● MATERIAL SHOWN

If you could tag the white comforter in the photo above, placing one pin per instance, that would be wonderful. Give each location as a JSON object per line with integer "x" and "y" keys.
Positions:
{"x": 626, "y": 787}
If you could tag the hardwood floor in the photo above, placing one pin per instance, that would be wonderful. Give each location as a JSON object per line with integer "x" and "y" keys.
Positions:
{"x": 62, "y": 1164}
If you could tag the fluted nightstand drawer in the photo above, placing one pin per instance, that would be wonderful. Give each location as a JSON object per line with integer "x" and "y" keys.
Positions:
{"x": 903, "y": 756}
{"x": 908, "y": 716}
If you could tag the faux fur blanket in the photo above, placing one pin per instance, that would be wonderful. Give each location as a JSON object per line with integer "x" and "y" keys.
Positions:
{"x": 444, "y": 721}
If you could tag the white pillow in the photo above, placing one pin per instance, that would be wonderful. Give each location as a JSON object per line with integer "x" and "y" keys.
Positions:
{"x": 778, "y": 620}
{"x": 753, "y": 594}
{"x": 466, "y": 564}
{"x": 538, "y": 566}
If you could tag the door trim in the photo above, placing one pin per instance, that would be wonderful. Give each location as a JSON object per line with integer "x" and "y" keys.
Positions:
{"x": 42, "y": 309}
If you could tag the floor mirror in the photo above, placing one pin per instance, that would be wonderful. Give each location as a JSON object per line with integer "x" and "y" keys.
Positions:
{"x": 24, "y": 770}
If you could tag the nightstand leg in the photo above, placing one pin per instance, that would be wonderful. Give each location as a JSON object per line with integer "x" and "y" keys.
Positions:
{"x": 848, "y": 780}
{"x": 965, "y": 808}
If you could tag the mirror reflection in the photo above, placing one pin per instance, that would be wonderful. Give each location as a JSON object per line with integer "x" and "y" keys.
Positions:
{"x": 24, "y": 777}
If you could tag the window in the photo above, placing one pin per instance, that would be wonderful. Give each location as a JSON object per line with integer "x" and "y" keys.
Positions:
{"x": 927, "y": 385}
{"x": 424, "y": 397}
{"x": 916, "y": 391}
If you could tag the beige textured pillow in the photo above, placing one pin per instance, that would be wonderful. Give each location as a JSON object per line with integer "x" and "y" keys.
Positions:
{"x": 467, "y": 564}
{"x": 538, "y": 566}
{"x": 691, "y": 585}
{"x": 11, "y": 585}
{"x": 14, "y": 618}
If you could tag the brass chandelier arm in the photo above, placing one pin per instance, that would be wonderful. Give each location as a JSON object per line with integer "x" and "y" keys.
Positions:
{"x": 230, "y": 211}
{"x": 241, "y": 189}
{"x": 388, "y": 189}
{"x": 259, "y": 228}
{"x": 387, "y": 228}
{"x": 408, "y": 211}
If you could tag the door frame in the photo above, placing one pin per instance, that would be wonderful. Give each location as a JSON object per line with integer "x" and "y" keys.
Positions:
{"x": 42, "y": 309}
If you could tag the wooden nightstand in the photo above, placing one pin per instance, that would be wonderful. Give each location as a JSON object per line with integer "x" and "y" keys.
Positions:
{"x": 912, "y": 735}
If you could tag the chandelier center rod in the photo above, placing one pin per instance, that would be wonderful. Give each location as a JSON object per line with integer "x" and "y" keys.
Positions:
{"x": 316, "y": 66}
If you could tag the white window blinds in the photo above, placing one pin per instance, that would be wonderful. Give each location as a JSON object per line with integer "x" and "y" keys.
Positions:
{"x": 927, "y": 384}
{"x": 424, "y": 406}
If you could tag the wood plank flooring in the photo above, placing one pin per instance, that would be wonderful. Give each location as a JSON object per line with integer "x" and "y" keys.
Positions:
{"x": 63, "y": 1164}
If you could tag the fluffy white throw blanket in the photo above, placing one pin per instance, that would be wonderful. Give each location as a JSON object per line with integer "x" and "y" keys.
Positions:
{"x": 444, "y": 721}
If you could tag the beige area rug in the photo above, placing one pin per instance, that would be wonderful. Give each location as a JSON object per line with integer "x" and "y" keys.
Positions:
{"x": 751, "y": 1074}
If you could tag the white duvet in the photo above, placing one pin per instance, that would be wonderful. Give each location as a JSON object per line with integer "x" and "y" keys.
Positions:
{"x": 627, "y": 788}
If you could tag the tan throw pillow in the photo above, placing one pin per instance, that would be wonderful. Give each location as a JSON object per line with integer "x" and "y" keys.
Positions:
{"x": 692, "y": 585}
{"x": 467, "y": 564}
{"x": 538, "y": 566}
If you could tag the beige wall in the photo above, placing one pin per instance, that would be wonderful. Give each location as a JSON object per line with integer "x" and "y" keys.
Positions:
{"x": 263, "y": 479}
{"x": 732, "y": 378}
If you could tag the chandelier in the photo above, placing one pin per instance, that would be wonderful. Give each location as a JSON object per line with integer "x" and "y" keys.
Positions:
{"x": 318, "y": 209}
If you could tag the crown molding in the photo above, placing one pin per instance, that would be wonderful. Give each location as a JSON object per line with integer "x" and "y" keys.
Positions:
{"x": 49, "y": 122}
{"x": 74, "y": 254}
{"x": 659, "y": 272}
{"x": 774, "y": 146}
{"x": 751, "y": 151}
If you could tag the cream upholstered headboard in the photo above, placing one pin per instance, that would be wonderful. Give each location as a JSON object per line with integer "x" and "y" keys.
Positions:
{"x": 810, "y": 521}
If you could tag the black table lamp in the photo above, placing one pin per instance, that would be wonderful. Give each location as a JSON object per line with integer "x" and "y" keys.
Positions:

● WORK REQUIRED
The required result is an identical copy of the records above.

● RESULT OF THIS TASK
If you could tag the white comforter in the photo above, placing one pin per instance, that would be wonderful. Give each location as a JSON object per line with integer "x" and "y" keys.
Positions:
{"x": 626, "y": 787}
If you could tag the hardwood floor in the photo above, placing one pin per instance, that would be wonderful. Give each location as a JSON object per line with integer "x" and "y" keys.
Positions:
{"x": 62, "y": 1164}
If you could tag the fluted nightstand drawer in the photo above, placing one pin per instance, that would be wonderful. Give each location as a JSON object per line with integer "x" and "y" keys.
Positions:
{"x": 903, "y": 756}
{"x": 908, "y": 716}
If you could tag the faux fur blanket in the photo above, placing one pin per instance, that would be wonderful. Give each location as a JSON object per line with integer "x" and "y" keys.
Positions:
{"x": 444, "y": 721}
If you could tag the white pillow in the photo above, placing one pin per instance, that would be wonderful. Give each location as a JSON object per line with integer "x" and "y" keys.
Positions:
{"x": 778, "y": 620}
{"x": 753, "y": 594}
{"x": 466, "y": 564}
{"x": 538, "y": 566}
If you could tag the door trim in the photo above, placing one pin per instance, that would be wonderful. Give each location as a JSON object per line with integer "x" and "y" keys.
Positions:
{"x": 42, "y": 309}
If you could tag the floor mirror in the photo above, placing one pin per instance, that would be wonderful. Give each location as a JSON object per line with integer "x" and "y" keys.
Positions:
{"x": 24, "y": 770}
If you could tag the nightstand leg in the photo above, placing one pin per instance, that would be wonderful. Give each location as a JSON object per line with integer "x" and "y" keys.
Positions:
{"x": 848, "y": 780}
{"x": 965, "y": 808}
If you could tag the mirror reflection in the photo above, placing one pin per instance, that would be wonderful. Give each location as a JSON object per line with integer "x" and "y" keys.
Positions:
{"x": 24, "y": 777}
If you could tag the window in the photo above, placing one pin per instance, that would be wonderful. Give each location as a JSON object per line with integer "x" and "y" keys.
Positions:
{"x": 927, "y": 385}
{"x": 424, "y": 397}
{"x": 916, "y": 391}
If you could tag the beige textured pillow in the photo above, placing one pin per instance, that would be wonderful. Give each location as a JSON object per line with integer "x" and "y" keys.
Positions:
{"x": 467, "y": 564}
{"x": 538, "y": 566}
{"x": 691, "y": 585}
{"x": 11, "y": 585}
{"x": 14, "y": 618}
If you could tag the brass chandelier arm in the photo above, placing one pin per instance, that would be wonderful. Give each location as a JSON object per line with integer "x" and "y" keys.
Positions:
{"x": 230, "y": 211}
{"x": 241, "y": 189}
{"x": 388, "y": 189}
{"x": 259, "y": 228}
{"x": 387, "y": 228}
{"x": 408, "y": 211}
If you could tag the door frame in the photo above, placing one pin per instance, that would be wonderful. Give each location as a JSON object per line with integer "x" and "y" keys.
Positions:
{"x": 42, "y": 309}
If you could tag the wooden nightstand in the photo above, placing one pin per instance, that would be wonderful. Give each location as a JSON object per line with integer "x" and "y" keys.
Positions:
{"x": 912, "y": 735}
If you could tag the chandelier center rod in the photo above, placing one pin per instance, that would be wonderful. Give each location as a JSON object per line with integer "x" and "y" keys.
Positions:
{"x": 316, "y": 66}
If you could tag the white window blinds in the photo above, placing one pin per instance, that would be wonderful. Give each location as a JSON object per line with integer "x" and "y" keys.
Positions:
{"x": 927, "y": 384}
{"x": 424, "y": 406}
If you could tag the wood plank flooring in the photo above, placing one pin per instance, that would be wonderful. Give each location as a JSON object per line with integer "x" and "y" keys.
Positions:
{"x": 63, "y": 1164}
If you could tag the fluffy white throw blanket in the photo above, placing one pin per instance, that would be wonderful. Give each location as a JSON object per line with integer "x" and "y" keys.
Positions:
{"x": 444, "y": 721}
If you could tag the beige area rug in the photo above, placing one pin per instance, that would be wonderful. Give each location as a JSON object per line with integer "x" and "y" keys.
Positions:
{"x": 751, "y": 1074}
If you could tag the white duvet in the photo above, placing one pin per instance, that would be wonderful. Give each location as a JSON object per line with integer "x" and "y" keys.
Positions:
{"x": 627, "y": 788}
If you could tag the tan throw pillow in the photo above, placing one pin per instance, that would be wonderful. Give each location as a JSON object per line with integer "x" and "y" keys.
Positions:
{"x": 692, "y": 585}
{"x": 467, "y": 564}
{"x": 538, "y": 566}
If you could tag the beige wall in the photo above, placing one pin per instance, that would be wonderful. Give each location as a JSON object per line with integer "x" and "y" keys.
Positions:
{"x": 263, "y": 479}
{"x": 732, "y": 378}
If you could tag the chandelier in the photo above, placing one pin per instance, that would be wonderful. Give each location as a JSON object per line with integer "x" and "y" keys.
Positions:
{"x": 318, "y": 209}
If you could tag the crown molding in the photo above, placing one pin per instance, that would be wonderful. Give each location as a JSON object per line with integer "x" and "y" keys.
Positions:
{"x": 49, "y": 122}
{"x": 74, "y": 254}
{"x": 659, "y": 272}
{"x": 774, "y": 146}
{"x": 751, "y": 151}
If you could tag the cream upholstered headboard in the photo above, placing one pin per instance, that would be wonderful. Give each location as a JSON object per line with integer "x" and "y" keys.
Positions:
{"x": 810, "y": 521}
If you could tag the black table lamp in the photo above, placing one pin per instance, that would be wonderful. Give each location as a JSON object per line with integer "x" and "y" keys.
Positions:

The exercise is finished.